-- BEGIN Supplied records --
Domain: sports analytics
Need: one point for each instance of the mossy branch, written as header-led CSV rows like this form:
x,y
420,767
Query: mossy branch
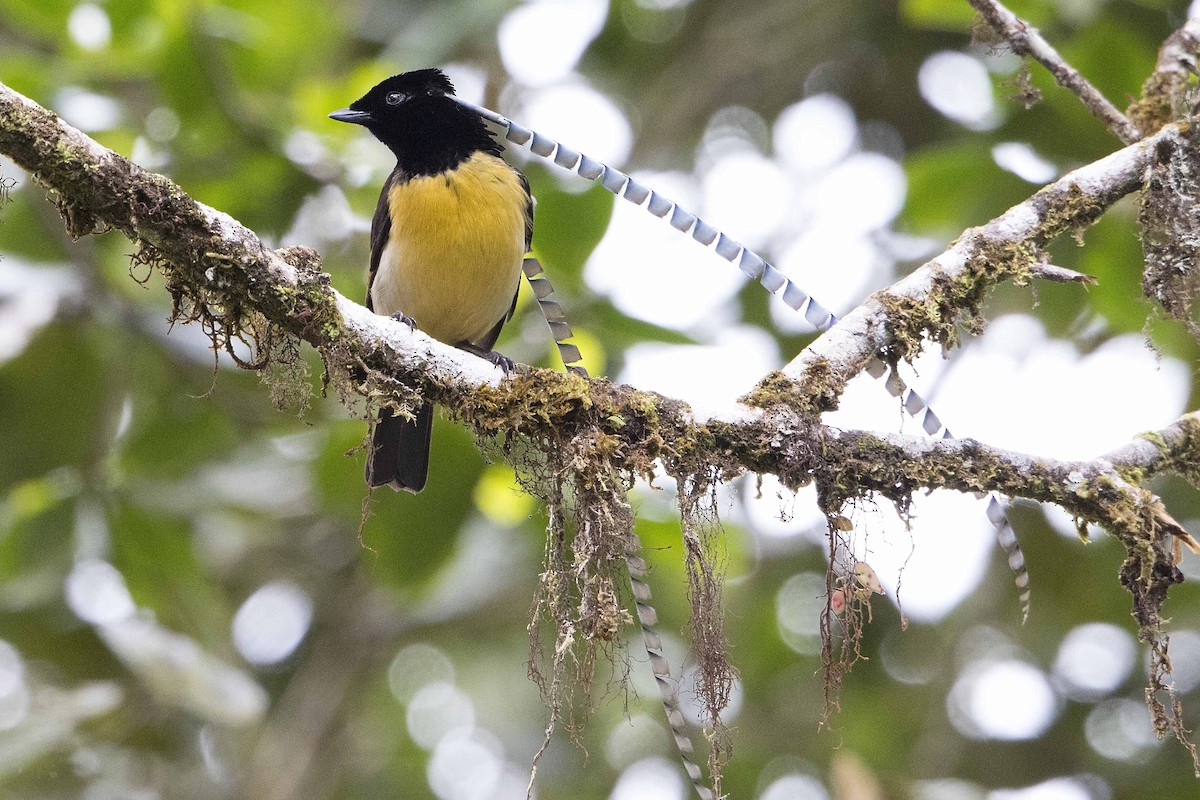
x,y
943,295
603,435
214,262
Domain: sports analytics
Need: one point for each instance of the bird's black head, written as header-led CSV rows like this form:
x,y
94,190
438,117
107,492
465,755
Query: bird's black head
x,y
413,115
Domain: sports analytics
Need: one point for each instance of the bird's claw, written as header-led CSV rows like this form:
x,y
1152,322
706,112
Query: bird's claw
-- END Supplied records --
** Goal **
Write out all of the material above again, requests included, and add 8 to each x and y coordinate in the answers. Leave the pictures out.

** Written reply **
Domain: sports analytics
Need: one point for each instance of the mossy branch, written as header-led CSV rows like this form:
x,y
420,767
Query: mossy branch
x,y
951,303
611,443
222,270
Domain: sports analytics
Need: one point for each instance of the bird's black head, written as header-led CSV rows like this form:
x,y
94,190
438,117
107,492
465,755
Query: bird's black head
x,y
421,123
Domain: sports analytics
Need: one point for each instance of the bird's claw, written as header-led CSV rows like this form:
x,y
1152,322
706,112
Query: bird's claw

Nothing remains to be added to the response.